Task to carry out> Copy the entries again, starting at the line that contains "Where can you spot the white cloud?" and continuing through the last entry, with the requests kept unchanged. Lower every point coordinate in the answers by 36, but leave the sample coordinates under each request as they are.

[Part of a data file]
_____

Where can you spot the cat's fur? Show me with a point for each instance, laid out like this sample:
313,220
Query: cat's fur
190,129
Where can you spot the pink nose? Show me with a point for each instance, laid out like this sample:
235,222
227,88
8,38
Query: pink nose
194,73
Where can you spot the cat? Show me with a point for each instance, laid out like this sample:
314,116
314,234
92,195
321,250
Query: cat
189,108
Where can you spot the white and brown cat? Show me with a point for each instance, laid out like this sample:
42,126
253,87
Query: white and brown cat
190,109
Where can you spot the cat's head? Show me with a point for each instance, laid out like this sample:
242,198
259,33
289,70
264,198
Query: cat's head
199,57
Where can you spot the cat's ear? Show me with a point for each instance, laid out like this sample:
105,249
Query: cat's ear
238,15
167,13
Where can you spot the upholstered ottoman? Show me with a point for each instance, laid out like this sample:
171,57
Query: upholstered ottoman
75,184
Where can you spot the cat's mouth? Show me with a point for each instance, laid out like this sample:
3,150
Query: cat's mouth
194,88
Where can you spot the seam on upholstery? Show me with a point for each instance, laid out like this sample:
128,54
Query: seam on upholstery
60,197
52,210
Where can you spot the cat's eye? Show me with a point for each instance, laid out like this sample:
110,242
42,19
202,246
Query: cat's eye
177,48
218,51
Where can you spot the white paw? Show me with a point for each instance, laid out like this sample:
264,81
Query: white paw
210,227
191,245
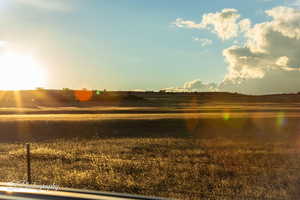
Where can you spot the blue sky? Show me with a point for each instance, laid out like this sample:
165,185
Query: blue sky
122,44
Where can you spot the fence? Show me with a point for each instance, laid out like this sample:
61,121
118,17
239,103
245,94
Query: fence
29,170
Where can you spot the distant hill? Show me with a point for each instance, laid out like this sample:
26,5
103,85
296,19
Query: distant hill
60,98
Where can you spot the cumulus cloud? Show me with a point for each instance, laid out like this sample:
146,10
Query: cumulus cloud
268,61
271,49
54,5
194,86
203,41
225,24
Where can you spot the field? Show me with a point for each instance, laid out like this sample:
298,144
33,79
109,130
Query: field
230,151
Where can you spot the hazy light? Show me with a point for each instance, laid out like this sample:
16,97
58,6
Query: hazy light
280,119
226,116
83,95
20,72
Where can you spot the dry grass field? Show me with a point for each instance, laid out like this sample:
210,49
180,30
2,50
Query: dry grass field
177,168
217,152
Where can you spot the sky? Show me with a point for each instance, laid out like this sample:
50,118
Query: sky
248,46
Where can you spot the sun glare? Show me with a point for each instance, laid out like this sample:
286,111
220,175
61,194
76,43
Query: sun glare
19,72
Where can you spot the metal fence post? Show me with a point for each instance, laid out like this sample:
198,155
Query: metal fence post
28,163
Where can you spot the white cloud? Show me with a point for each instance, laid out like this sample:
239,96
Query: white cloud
203,41
268,61
54,5
225,24
194,86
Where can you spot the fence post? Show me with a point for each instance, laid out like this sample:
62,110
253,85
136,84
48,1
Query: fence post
28,163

_____

Expected answer>
Where can you spot the white cloud? Show me with a point for each instance, laid out like this sample:
239,96
Query: white cloud
167,5
232,25
18,-31
189,-12
158,50
Where can you spot the fence post? Show me with a point for each instance, laid out like this sample:
62,110
253,85
136,84
48,1
Query: fence post
-8,127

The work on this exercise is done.